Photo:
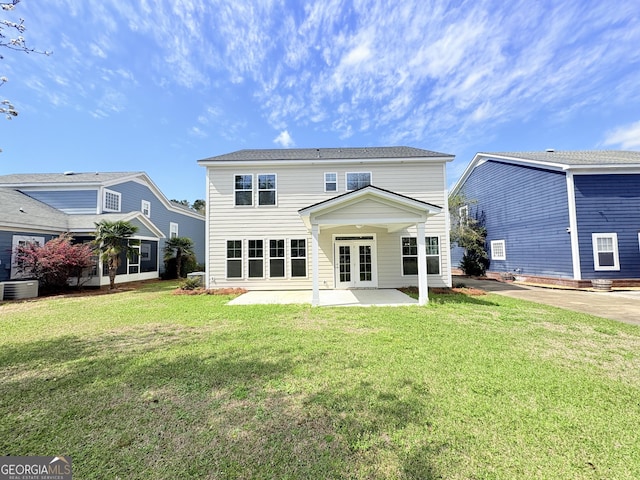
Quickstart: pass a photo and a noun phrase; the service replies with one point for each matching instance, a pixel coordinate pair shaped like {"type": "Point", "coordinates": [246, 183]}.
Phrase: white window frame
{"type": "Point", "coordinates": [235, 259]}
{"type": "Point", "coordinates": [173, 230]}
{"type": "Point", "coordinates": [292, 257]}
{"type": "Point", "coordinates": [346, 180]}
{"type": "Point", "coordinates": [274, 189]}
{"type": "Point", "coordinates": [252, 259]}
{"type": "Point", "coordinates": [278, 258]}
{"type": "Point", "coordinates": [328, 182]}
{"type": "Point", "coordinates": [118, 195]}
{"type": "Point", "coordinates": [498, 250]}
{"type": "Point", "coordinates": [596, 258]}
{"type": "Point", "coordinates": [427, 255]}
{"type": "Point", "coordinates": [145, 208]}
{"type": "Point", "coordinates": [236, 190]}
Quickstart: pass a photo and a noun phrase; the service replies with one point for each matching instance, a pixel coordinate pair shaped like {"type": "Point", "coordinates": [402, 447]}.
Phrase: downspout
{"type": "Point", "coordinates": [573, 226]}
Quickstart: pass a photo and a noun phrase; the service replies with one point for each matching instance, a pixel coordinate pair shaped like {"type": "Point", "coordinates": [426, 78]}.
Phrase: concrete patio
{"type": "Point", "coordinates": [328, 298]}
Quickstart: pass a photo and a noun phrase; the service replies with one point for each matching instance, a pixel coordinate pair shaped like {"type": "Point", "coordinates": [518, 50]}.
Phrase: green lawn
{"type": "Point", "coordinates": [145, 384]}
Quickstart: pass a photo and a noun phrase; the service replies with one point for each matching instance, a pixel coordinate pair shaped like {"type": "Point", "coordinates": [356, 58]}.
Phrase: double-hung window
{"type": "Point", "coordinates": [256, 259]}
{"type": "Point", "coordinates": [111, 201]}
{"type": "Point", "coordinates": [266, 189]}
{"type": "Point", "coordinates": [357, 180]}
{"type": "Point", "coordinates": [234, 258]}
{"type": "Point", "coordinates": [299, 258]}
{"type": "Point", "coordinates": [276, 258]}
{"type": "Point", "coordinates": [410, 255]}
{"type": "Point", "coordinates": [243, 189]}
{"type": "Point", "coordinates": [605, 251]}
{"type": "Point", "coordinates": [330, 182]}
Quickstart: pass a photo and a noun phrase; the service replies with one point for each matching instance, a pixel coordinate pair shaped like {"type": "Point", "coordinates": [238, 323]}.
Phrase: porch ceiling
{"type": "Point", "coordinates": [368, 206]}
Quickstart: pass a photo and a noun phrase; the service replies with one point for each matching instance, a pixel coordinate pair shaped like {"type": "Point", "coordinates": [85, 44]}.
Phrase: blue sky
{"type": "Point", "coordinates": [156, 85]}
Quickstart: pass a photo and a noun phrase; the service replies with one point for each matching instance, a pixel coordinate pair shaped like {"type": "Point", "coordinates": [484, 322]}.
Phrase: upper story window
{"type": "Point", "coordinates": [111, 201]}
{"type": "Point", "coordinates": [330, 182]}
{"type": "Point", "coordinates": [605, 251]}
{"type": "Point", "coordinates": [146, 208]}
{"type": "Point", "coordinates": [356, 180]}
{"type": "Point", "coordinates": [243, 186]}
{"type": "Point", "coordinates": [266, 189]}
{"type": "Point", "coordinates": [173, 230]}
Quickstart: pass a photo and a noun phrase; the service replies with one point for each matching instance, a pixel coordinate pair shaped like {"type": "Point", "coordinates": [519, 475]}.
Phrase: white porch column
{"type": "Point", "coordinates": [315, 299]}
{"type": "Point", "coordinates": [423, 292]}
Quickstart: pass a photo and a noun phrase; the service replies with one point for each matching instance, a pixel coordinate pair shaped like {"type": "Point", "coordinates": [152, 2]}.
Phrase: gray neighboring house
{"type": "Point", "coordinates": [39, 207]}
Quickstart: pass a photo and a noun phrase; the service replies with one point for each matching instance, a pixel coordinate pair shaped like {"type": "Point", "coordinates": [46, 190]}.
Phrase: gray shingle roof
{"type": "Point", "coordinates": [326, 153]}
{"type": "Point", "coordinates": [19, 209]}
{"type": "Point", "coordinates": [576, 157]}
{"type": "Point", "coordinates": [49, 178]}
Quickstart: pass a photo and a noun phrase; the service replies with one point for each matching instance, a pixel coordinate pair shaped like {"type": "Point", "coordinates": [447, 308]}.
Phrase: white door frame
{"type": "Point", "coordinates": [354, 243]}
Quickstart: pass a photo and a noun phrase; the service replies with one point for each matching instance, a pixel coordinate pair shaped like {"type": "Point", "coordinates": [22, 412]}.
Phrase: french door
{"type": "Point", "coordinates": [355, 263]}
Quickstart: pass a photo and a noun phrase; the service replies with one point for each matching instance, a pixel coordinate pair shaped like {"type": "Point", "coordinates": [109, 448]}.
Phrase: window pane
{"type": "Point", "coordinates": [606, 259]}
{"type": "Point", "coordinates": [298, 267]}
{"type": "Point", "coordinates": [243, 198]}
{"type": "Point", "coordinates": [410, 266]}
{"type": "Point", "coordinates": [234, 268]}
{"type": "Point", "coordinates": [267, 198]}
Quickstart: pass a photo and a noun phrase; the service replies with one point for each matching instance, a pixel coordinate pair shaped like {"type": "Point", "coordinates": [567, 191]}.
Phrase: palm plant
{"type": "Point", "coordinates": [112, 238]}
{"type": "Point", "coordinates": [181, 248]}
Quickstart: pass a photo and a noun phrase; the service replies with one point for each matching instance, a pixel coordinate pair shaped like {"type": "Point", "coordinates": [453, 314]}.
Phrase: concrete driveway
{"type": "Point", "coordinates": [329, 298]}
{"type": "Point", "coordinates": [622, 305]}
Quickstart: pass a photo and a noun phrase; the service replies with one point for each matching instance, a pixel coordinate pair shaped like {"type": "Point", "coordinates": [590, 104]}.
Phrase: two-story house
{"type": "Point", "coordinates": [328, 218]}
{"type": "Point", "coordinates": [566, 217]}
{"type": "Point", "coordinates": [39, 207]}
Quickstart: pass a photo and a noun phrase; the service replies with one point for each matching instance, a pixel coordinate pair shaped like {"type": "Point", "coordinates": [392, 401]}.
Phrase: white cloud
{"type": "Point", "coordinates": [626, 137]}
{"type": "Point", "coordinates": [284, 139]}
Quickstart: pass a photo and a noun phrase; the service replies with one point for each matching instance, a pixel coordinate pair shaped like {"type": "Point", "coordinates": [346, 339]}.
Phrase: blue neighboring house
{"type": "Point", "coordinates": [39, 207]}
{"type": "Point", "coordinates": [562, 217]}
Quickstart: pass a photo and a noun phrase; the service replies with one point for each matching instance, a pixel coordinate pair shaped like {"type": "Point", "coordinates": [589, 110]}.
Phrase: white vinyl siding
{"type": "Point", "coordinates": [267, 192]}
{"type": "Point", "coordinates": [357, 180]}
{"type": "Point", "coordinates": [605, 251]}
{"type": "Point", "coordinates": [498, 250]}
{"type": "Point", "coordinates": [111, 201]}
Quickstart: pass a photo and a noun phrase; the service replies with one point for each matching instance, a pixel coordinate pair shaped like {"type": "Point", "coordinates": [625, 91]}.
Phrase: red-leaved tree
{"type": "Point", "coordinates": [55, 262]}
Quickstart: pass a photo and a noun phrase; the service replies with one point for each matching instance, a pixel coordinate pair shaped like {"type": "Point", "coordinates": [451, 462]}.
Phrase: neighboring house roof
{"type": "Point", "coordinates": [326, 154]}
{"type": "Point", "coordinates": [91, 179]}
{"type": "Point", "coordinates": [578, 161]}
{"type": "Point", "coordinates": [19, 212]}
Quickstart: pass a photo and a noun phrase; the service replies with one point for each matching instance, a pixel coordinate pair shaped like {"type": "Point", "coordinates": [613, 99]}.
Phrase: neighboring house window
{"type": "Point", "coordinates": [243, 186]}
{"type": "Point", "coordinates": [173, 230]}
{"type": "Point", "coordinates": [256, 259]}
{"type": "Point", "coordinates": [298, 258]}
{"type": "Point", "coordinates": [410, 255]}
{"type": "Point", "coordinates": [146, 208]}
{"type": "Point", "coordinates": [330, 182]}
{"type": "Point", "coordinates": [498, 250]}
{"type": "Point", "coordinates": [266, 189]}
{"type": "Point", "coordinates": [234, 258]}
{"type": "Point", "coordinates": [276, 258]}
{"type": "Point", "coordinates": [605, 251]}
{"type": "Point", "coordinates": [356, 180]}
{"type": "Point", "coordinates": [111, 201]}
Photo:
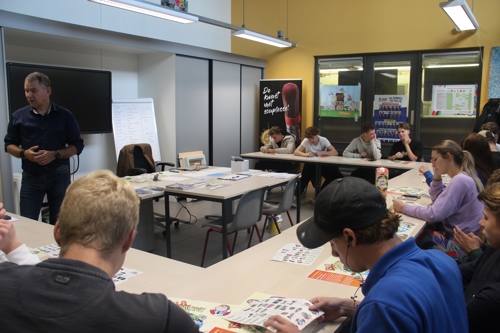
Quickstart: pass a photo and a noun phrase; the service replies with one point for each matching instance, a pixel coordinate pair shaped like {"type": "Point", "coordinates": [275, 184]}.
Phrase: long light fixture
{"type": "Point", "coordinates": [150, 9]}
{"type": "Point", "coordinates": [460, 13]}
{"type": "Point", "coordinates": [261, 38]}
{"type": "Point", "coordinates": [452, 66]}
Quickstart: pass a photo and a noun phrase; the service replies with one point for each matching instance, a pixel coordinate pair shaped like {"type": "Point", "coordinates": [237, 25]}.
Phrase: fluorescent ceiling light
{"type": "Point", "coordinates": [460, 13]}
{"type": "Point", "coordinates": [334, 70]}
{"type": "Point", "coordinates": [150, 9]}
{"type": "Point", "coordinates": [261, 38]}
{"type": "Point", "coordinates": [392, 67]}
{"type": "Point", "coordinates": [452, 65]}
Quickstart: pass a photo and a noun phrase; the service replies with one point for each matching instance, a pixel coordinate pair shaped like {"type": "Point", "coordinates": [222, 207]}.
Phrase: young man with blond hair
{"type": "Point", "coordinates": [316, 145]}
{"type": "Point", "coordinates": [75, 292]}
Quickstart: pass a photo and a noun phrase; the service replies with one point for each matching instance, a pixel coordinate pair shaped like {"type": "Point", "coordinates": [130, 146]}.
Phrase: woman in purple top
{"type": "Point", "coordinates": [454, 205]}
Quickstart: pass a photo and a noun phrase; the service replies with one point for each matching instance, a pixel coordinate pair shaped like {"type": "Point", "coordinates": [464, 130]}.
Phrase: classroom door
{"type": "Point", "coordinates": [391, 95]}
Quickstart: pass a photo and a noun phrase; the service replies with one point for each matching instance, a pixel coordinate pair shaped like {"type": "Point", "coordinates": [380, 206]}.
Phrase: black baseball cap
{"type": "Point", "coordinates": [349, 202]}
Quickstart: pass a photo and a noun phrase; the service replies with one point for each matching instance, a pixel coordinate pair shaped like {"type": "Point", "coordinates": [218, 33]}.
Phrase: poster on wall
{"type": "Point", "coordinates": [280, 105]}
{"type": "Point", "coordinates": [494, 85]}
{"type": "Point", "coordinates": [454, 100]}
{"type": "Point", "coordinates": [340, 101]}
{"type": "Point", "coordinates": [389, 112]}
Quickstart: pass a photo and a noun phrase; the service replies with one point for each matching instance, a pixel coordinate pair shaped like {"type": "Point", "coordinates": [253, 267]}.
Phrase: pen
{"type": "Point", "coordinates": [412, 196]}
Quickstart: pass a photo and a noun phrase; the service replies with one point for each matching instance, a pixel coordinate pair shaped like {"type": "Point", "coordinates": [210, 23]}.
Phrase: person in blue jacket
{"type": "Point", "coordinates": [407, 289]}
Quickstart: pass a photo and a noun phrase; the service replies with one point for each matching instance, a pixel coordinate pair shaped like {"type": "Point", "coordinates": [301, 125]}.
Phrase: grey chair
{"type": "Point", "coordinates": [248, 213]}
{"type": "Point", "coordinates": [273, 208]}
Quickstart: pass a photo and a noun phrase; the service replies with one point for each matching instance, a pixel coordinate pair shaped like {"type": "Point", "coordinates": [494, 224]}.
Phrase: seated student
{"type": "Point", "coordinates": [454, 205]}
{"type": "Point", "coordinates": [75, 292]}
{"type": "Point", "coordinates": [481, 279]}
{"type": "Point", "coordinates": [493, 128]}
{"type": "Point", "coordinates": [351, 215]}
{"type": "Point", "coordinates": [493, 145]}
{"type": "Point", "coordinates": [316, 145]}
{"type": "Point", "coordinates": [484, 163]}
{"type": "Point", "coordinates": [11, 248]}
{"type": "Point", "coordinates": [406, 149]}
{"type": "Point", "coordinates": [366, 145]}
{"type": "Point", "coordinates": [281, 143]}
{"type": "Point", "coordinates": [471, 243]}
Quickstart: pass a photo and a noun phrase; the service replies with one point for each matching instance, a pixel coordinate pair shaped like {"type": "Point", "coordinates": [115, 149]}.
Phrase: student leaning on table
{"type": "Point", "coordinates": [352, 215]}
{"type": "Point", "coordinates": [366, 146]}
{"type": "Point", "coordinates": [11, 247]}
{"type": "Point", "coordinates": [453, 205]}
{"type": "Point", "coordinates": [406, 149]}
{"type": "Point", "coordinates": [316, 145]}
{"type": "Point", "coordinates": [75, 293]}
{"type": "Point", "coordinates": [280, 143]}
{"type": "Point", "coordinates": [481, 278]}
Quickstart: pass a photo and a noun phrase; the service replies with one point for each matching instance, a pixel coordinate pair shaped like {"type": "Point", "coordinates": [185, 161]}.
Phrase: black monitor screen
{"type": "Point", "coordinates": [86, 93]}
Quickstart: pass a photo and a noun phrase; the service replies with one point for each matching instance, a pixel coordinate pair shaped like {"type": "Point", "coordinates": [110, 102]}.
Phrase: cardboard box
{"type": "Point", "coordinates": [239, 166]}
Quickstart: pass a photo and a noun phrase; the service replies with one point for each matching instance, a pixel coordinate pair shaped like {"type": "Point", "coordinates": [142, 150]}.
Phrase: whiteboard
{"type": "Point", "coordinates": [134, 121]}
--------------------
### What is expected
Keep only the lines of the records that contain the string "window". Case counts.

### Complete output
Phrase: white window frame
Phrase: double-hung window
Phrase: upper story window
Phrase: window pane
Phrase: neighboring house window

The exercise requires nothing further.